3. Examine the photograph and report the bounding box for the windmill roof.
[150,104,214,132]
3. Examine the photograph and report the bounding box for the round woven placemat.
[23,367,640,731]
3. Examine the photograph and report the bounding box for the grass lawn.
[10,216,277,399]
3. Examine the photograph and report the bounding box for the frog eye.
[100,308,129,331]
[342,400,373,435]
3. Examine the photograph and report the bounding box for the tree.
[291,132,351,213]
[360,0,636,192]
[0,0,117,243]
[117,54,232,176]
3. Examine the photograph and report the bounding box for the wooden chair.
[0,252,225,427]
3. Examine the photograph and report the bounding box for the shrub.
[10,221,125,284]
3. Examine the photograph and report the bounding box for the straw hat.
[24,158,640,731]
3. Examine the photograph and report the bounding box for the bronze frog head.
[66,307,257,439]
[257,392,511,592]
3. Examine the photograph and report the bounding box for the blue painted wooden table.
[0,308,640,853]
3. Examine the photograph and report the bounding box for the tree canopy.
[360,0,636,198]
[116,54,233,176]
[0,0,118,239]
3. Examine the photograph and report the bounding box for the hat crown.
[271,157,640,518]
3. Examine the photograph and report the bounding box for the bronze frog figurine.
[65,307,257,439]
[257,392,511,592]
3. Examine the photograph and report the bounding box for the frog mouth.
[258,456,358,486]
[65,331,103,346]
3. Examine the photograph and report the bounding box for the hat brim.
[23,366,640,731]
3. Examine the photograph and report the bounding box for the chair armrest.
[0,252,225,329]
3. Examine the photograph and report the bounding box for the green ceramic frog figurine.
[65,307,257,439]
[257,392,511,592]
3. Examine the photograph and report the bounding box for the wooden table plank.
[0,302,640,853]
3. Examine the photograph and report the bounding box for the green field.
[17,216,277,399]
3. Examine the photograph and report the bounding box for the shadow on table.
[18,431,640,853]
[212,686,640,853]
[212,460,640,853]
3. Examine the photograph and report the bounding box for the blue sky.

PROBLEM DESCRIPTION: Quote all of the entries above word for word.

FULL SOLUTION:
3. Examine the photograph and report the bounding box for the windmill roof.
[150,104,214,132]
3. Examine the photograph and report the bounding box for the round woven placemat.
[23,367,640,731]
3. Examine the photograph and report the bounding box for the grass lawn.
[10,216,277,399]
3. Examine the photograph and report the bounding box for the frog eye.
[100,308,129,331]
[342,400,373,435]
3. Examine the photograph and report the bounding box for the tree.
[291,132,351,213]
[360,0,636,192]
[0,0,117,243]
[117,54,232,176]
3. Examine the photograph and report the bounding box for the wooden chair.
[0,252,225,427]
3. Examine the photograph and report the bounding box for the shrub.
[10,221,125,284]
3. Examine the photograph and report the bounding box for the straw hat.
[24,158,640,731]
3. Examine the photograph and report the bounding box for the bronze frog head.
[66,307,257,439]
[257,392,511,592]
3. Examine the photograph and report the bounding box for the blue painted wooden table.
[0,308,640,853]
3. Examine the photograph and report the bounding box for the tree canopy.
[360,0,636,198]
[116,54,233,176]
[0,0,118,239]
3. Examine the photograph and report the bounding box for the hat crown.
[271,157,640,518]
3. Examine the photograph and report the bounding box for the bronze frog figurine.
[65,307,257,439]
[257,392,511,592]
3. Examine the photograph and report the bounding box for the frog mouth.
[258,456,358,486]
[65,331,103,346]
3. Examine the photograph and report the bounding box for the hat brim.
[23,366,640,731]
3. Examine the photograph and report the bounding box for the chair armrest.
[0,252,225,329]
3. Examine the photograph and report the bounding box for the green ceramic frog figurine.
[65,307,257,439]
[257,392,511,592]
3. Examine the photograph and report the bounding box for the wooden table plank.
[0,302,640,853]
3. Examine the photograph and report the bounding box for the green field.
[17,216,277,399]
3. Examine the photograph and report the bounding box for the shadow on table.
[18,431,640,853]
[212,686,640,853]
[212,460,640,853]
3. Examine the photograph and report the bounding box for the blue sky.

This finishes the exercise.